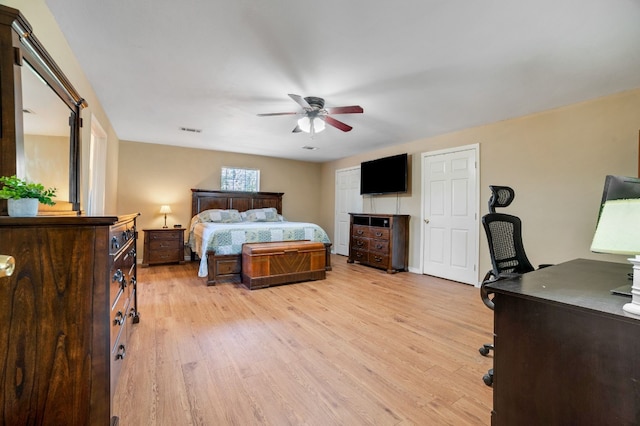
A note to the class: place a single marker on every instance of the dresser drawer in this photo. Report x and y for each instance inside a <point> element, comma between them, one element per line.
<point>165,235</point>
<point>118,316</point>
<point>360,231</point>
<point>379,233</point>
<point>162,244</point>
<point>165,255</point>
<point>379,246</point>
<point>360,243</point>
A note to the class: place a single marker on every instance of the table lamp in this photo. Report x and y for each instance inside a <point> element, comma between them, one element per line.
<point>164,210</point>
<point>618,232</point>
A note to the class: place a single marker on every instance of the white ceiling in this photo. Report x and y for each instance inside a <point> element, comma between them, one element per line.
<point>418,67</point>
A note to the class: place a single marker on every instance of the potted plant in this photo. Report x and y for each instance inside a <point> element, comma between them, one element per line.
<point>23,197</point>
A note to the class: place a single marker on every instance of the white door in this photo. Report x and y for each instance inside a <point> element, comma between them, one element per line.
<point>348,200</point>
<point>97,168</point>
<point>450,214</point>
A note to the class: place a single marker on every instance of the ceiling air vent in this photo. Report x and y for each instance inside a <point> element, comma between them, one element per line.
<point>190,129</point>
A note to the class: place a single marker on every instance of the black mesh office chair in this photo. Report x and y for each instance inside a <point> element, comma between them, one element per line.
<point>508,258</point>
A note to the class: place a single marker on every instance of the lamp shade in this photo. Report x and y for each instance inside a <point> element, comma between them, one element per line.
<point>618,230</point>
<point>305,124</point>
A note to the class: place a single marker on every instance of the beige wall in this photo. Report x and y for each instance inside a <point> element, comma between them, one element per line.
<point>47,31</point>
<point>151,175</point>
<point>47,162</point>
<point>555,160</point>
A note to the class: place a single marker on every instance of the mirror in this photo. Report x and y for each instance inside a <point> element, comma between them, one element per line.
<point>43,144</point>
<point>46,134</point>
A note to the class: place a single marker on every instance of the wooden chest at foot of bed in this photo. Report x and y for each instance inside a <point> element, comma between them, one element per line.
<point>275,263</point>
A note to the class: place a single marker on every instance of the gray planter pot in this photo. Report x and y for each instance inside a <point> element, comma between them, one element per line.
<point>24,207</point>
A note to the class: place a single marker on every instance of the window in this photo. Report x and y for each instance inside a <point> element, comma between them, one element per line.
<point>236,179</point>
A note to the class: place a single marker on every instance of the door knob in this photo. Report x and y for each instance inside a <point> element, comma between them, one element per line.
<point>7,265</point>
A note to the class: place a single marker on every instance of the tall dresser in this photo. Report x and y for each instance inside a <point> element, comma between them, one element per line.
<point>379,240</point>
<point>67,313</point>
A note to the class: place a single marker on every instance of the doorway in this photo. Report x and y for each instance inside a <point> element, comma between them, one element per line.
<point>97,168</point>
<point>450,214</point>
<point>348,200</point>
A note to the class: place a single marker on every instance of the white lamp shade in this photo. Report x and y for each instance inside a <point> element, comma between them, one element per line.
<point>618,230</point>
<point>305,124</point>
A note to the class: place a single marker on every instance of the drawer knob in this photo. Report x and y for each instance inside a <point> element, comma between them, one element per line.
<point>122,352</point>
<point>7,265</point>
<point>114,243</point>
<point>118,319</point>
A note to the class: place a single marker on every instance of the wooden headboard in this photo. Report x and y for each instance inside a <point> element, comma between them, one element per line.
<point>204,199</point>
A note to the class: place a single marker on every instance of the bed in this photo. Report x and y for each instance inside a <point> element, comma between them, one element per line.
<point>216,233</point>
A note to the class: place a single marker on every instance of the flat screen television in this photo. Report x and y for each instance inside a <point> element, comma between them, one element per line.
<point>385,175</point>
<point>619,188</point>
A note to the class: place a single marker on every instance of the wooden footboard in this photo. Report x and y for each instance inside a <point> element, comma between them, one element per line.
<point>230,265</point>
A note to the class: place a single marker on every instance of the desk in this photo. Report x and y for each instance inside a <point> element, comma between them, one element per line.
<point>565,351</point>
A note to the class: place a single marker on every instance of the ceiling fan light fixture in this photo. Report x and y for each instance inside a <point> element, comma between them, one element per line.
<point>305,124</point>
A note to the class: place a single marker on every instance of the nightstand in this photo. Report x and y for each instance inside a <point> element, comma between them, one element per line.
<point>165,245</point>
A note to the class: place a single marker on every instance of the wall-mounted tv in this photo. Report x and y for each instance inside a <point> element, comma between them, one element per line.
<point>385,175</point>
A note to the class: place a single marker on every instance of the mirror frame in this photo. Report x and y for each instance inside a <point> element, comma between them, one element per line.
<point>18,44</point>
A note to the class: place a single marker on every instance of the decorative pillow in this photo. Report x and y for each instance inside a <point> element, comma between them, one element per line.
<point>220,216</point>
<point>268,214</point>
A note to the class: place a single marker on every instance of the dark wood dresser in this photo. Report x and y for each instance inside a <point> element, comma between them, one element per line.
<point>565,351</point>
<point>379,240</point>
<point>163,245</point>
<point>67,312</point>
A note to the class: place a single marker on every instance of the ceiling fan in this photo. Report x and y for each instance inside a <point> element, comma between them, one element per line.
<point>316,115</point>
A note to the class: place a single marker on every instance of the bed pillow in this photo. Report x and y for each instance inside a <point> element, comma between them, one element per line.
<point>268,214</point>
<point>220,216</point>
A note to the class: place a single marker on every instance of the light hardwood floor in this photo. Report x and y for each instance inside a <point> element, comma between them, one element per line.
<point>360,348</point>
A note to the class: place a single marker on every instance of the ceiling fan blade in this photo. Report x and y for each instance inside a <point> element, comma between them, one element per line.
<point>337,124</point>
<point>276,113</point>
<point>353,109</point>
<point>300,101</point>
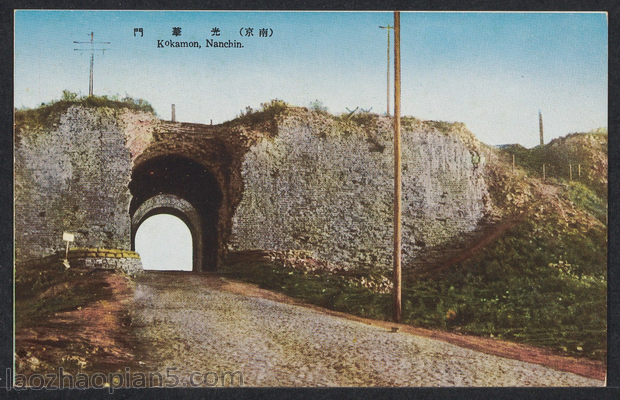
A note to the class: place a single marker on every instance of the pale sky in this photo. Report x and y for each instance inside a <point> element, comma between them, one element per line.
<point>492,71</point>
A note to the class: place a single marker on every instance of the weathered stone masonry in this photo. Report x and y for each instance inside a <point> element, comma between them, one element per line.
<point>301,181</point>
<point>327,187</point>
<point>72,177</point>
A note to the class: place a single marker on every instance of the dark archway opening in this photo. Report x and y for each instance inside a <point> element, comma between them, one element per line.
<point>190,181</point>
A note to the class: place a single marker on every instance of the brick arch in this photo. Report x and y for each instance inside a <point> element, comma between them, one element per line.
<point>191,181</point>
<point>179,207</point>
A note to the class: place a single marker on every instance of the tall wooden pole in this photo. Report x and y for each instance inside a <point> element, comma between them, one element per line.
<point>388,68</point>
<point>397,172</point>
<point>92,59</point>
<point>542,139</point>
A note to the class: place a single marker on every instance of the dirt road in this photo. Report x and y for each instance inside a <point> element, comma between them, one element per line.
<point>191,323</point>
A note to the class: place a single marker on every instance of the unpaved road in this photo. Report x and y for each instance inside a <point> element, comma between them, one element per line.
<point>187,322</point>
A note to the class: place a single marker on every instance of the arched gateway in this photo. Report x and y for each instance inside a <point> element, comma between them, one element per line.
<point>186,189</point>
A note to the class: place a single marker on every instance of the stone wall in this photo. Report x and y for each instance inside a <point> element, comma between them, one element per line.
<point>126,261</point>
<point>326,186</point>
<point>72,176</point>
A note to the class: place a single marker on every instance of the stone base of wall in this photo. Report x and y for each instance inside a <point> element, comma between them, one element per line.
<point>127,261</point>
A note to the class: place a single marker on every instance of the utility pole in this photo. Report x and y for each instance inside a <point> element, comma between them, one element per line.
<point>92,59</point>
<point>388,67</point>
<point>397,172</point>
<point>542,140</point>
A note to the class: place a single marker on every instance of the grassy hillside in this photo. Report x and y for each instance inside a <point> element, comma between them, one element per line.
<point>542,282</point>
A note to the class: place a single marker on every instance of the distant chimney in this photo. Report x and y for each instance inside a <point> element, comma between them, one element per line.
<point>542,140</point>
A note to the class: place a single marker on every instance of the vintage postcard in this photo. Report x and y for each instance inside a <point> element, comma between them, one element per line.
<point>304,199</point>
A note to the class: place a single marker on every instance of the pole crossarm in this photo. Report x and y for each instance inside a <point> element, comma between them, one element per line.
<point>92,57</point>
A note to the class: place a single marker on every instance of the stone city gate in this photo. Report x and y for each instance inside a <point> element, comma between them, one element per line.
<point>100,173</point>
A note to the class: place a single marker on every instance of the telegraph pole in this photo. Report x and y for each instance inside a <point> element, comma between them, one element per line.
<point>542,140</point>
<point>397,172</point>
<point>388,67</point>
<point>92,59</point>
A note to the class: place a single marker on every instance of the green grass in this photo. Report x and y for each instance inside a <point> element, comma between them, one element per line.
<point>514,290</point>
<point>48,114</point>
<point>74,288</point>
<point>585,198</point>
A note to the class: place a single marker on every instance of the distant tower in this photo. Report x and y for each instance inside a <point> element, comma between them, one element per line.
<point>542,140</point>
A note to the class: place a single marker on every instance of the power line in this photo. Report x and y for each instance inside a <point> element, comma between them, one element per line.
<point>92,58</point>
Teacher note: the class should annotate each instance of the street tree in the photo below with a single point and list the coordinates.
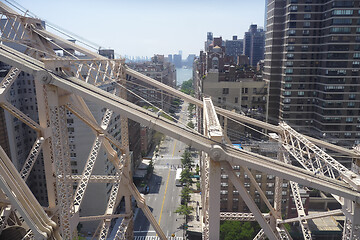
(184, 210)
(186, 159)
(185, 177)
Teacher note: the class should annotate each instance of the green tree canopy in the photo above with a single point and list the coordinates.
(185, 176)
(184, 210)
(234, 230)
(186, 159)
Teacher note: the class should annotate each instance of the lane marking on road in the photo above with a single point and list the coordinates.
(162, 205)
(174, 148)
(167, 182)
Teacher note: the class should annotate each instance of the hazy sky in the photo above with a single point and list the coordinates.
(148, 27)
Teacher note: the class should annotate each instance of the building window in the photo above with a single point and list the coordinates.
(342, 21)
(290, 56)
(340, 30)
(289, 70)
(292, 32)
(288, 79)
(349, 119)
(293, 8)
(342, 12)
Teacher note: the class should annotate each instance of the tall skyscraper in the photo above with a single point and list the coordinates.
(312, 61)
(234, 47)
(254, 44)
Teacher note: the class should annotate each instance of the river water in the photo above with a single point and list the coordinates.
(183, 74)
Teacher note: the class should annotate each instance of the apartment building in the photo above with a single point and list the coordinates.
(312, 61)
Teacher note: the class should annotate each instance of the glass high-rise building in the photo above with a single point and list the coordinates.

Task goal:
Only the lines from the line that contains "of the power" through the end of the entries are to be written out, exactly and without pictures, both ends included.

Answer to this exercise:
A note to the class: place a single marker on every instance of the power line in this photo. Report x and y for each instance inside a <point> element, comma between them, one element per line.
<point>92,58</point>
Teacher note: the class should annotate each instance of the street tree in the photo below with a single point and list the coordinates.
(184, 210)
(186, 159)
(185, 177)
Teacher note: the class should annotate each instance of the green tree canopy in the photo above with a single point and list the coordinates.
(185, 176)
(184, 210)
(234, 230)
(186, 159)
Teacher note: the class should annotate each instance of the lane marking on road in the photo above with a single point and list the coordinates.
(162, 205)
(174, 148)
(167, 182)
Teacher note: the class should annotate each instance of the hazy sky in the photo above with a single point and list the coordinates.
(148, 27)
Teacher note: the class should annotate each instance of the building window in the photo above with a single point and list the coordinates.
(342, 21)
(290, 56)
(340, 30)
(289, 70)
(292, 32)
(288, 79)
(349, 119)
(293, 8)
(342, 12)
Teacher note: the class should annotate each instance of the tall skyscraper in the photo above with a single point and list the coordinates.
(312, 61)
(234, 47)
(254, 44)
Teacher note: the class should annotate each instance of the river water in the photo above with a single point and list the coordinates.
(183, 74)
Teacher note: the class should annotate each instance of the apartment building in the photo above with a single point and list the coordinates.
(312, 61)
Teacher note: the class should annotate each instance of the glass high-rise building in the photo above with a single point and list the coordinates.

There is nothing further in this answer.